| Jobs |
A) Answer these questions using the passage on news channel advertising:
(i) Which company does the passage name as a key technology enabler for CTV and OTT advertising on news channels?
(ii) What campaign budget range does it give as an entry point for news channel advertising?
(iii) What minimum campaign duration does it recommend for smaller budgets?
B) Reproduce a portion of the passage on news channel advertising word for word, starting at "For news channel advertising" and ending at "broad channel audiences.".

| Document segment |
Connected TV advertising on news channels is, without exaggeration, the most significant structural shift in the television advertising market right now. CTV — Connected TV — refers to television sets connected to the internet, either through smart TV platforms or through streaming devices, which allows viewers to watch news channel content through apps and OTT platforms rather than traditional cable or DTH distribution. The FICCI-EY Media Report has noted the rapid growth of smart TV penetration in Indian households, and industry projections suggest CTV advertising is growing at a CAGR that makes it one of the fastest-expanding segments in the entire advertising market.

For news channel advertising specifically, CTV and OTT create a genuinely new set of possibilities. Most major news channels — Aaj Tak, NDTV, Times Now, Republic TV — have significant digital viewership through their own apps and through aggregator platforms, which means advertisers can now reach news channel audiences with the targeting precision of digital advertising layered on top of the brand-building power of television. A campaign can be structured so that the same viewer who sees a brand's FCT spot on the linear broadcast also encounters a pre-roll ad on the channel's OTT stream, creating a frequency effect that was previously impossible to engineer across the TV-digital divide. DTH advertising through addressable set-top boxes is a related development, allowing advertisers to target specific household profiles rather than buying broad channel audiences.

The measurement question is still being worked out — OTT advertising on news channels is measured differently from linear television, and the integration of BARC data with digital viewership metrics is an ongoing process that the industry has not fully resolved. What we tell our clients is that CTV and OTT advertising on news channels should be treated as a complement to linear TV buying rather than a replacement; the audiences overlap but are not identical, and the combined reach of a well-planned linear plus digital news channel campaign is meaningfully higher than either channel alone. Amagi, which provides cloud-based broadcast infrastructure and targeted advertising technology for news channels, is one of the key technology enablers in this space.

How Can Small Businesses and D2C Brands Afford TV News Channel Advertising?

The perception that television advertising is only for large corporates with crore-plus budgets is one that we actively work to correct, because it causes a lot of genuinely promising brands to miss an opportunity that is more accessible than they think. The reality is that news channel advertising — particularly on regional channels and in non-prime time bands — has entry points that are within reach of businesses spending as little as ₹5 to ₹10 lakh on a campaign, which is a budget that many mid-sized D2C brands and regional businesses can justify.

The strategy for smaller budgets is about concentration rather than spread. A D2C brand targeting consumers in two or three cities is far better served by a concentrated buy on one or two relevant regional news channels in those cities than by spreading a thin budget across multiple national channels where the reach per rupee will be poor. Non-prime time slots on regional news channels can deliver genuine brand visibility at per-10-second rates that are a fraction of national prime time costs; combined with a consistent creative message and a campaign duration of at least three to four weeks, this approach can build meaningful brand recall in a defined geography. We have worked with several first-time television advertisers — including a D2C health supplement brand and a regional real estate developer — who achieved their brand awareness objectives on budgets that surprised even them with how far they stretched.

| Extracted information |
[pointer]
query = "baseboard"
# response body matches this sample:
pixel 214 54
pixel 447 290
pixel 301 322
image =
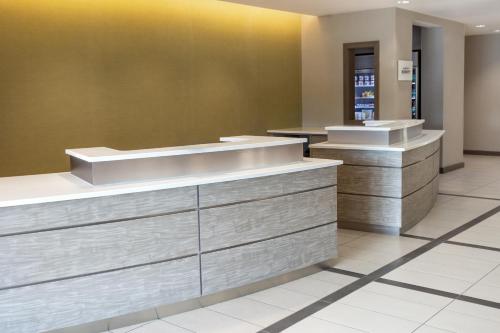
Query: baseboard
pixel 452 167
pixel 482 152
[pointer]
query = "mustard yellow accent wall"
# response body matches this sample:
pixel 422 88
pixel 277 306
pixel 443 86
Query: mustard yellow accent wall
pixel 131 74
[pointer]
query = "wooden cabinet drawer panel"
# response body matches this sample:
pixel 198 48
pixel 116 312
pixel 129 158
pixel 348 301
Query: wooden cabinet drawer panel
pixel 18 219
pixel 252 221
pixel 43 256
pixel 265 187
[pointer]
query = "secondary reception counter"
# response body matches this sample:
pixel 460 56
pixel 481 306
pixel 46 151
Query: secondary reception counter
pixel 74 253
pixel 312 134
pixel 389 179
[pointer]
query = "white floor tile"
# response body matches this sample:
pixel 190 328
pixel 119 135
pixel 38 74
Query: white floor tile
pixel 429 280
pixel 365 320
pixel 283 298
pixel 128 328
pixel 469 252
pixel 484 291
pixel 480 234
pixel 452 266
pixel 429 329
pixel 345 235
pixel 356 265
pixel 390 305
pixel 208 321
pixel 475 310
pixel 316 325
pixel 463 323
pixel 330 277
pixel 311 287
pixel 251 311
pixel 408 295
pixel 159 326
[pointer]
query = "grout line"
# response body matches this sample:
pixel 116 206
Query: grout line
pixel 289 321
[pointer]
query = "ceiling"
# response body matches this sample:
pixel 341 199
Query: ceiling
pixel 470 12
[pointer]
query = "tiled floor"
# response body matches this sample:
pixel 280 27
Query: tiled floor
pixel 419 305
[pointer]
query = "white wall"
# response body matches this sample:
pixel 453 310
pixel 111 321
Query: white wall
pixel 482 93
pixel 322 68
pixel 453 45
pixel 432 77
pixel 322 62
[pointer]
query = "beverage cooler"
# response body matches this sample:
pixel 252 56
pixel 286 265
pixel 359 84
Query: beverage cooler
pixel 364 94
pixel 415 87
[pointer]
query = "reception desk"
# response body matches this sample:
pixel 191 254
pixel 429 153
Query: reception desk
pixel 75 253
pixel 389 179
pixel 312 134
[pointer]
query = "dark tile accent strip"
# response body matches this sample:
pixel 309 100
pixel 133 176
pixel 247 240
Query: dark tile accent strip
pixel 416 237
pixel 427 290
pixel 344 272
pixel 377 274
pixel 469 196
pixel 437 292
pixel 452 167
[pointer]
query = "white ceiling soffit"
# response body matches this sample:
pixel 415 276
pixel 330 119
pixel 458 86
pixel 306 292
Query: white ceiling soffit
pixel 470 12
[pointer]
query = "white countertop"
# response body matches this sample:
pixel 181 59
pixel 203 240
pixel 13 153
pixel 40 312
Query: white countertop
pixel 379 125
pixel 427 137
pixel 103 154
pixel 25 190
pixel 300 131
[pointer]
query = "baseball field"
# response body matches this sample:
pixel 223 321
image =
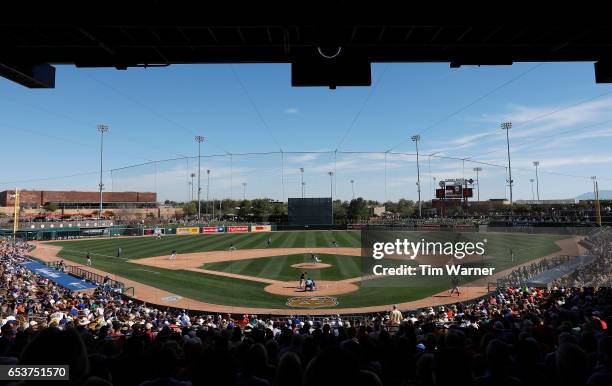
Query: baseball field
pixel 209 274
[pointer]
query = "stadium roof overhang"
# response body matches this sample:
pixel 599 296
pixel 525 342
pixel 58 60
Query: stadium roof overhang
pixel 329 50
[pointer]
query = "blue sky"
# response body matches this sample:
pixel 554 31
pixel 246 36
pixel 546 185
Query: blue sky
pixel 560 117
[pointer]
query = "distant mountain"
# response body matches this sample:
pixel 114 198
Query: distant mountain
pixel 603 195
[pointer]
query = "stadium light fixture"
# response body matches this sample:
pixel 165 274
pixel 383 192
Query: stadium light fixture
pixel 536 164
pixel 302 173
pixel 416 139
pixel 507 126
pixel 477 170
pixel 102 129
pixel 192 175
pixel 199 139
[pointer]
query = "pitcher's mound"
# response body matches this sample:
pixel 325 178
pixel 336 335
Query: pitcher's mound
pixel 290 288
pixel 311 265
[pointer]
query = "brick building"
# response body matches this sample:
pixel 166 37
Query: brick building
pixel 79 200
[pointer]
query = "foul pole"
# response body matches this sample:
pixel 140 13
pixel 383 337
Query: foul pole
pixel 16 214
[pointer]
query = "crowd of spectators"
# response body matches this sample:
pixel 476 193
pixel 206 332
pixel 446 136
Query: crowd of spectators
pixel 599 272
pixel 515 336
pixel 522 274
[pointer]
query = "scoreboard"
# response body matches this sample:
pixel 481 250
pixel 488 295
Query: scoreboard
pixel 454 189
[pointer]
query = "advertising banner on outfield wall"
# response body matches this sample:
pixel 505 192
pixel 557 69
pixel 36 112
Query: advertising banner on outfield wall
pixel 188 231
pixel 218 229
pixel 238 229
pixel 261 228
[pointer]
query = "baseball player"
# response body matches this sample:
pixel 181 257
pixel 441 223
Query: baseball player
pixel 302 278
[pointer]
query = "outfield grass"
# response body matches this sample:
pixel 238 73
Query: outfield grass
pixel 280 267
pixel 235 292
pixel 140 247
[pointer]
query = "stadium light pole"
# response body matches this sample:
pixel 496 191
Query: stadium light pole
pixel 507 126
pixel 192 175
pixel 536 164
pixel 429 165
pixel 331 191
pixel 477 170
pixel 207 189
pixel 199 139
pixel 302 174
pixel 416 139
pixel 102 129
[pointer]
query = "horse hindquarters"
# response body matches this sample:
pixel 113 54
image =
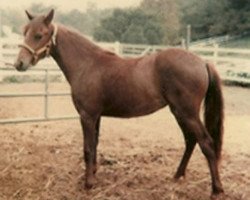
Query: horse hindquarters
pixel 185 101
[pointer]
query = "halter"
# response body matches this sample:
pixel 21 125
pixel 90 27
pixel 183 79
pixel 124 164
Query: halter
pixel 46 48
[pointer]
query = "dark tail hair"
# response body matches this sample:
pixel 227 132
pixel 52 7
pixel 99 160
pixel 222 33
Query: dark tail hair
pixel 214 109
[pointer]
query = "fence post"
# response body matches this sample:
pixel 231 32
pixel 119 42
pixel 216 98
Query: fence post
pixel 46 96
pixel 216 50
pixel 117 48
pixel 188 39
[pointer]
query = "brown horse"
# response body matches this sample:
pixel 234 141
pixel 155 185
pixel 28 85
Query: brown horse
pixel 104 84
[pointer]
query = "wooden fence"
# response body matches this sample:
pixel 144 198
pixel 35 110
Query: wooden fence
pixel 232 64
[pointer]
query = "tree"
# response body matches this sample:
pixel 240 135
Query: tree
pixel 167 12
pixel 130 26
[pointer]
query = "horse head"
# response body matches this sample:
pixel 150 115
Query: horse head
pixel 39 36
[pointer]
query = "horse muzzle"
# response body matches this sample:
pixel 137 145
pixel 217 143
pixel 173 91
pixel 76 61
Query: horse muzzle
pixel 21 65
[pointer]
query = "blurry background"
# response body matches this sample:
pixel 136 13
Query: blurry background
pixel 138 21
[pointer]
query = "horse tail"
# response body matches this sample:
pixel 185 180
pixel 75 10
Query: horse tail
pixel 214 109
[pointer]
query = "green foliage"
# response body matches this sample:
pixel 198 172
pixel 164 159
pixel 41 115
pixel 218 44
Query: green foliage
pixel 212 17
pixel 130 26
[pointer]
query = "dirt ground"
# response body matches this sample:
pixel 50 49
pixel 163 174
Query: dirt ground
pixel 137 157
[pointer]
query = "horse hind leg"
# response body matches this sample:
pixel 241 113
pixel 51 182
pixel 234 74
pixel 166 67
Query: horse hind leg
pixel 191 124
pixel 190 142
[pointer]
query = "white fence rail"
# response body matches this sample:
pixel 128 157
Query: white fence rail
pixel 232 65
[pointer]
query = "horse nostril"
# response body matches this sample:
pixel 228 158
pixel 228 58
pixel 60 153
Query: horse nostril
pixel 20 63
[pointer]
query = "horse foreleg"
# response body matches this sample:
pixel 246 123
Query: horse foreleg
pixel 194 126
pixel 97 128
pixel 89 132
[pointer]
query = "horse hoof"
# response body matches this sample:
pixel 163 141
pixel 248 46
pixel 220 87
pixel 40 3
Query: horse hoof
pixel 179 178
pixel 90 182
pixel 219 196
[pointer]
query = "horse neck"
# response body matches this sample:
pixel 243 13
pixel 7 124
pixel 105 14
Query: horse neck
pixel 73 53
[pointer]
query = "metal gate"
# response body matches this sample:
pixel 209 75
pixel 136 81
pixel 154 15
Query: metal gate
pixel 45 94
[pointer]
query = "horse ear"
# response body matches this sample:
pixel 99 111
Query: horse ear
pixel 30 16
pixel 49 17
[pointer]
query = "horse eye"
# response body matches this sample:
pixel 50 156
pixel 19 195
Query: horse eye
pixel 38 37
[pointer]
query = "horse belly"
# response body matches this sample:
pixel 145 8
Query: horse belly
pixel 128 109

| Task results |
A)
(i) Amagi
(ii) ₹5 to ₹10 lakh
(iii) Three to four weeks

B)
For news channel advertising specifically, CTV and OTT create a genuinely new set of possibilities. Most major news channels — Aaj Tak, NDTV, Times Now, Republic TV — have significant digital viewership through their own apps and through aggregator platforms, which means advertisers can now reach news channel audiences with the targeting precision of digital advertising layered on top of the brand-building power of television. A campaign can be structured so that the same viewer who sees a brand's FCT spot on the linear broadcast also encounters a pre-roll ad on the channel's OTT stream, creating a frequency effect that was previously impossible to engineer across the TV-digital divide. DTH advertising through addressable set-top boxes is a related development, allowing advertisers to target specific household profiles rather than buying broad channel audiences.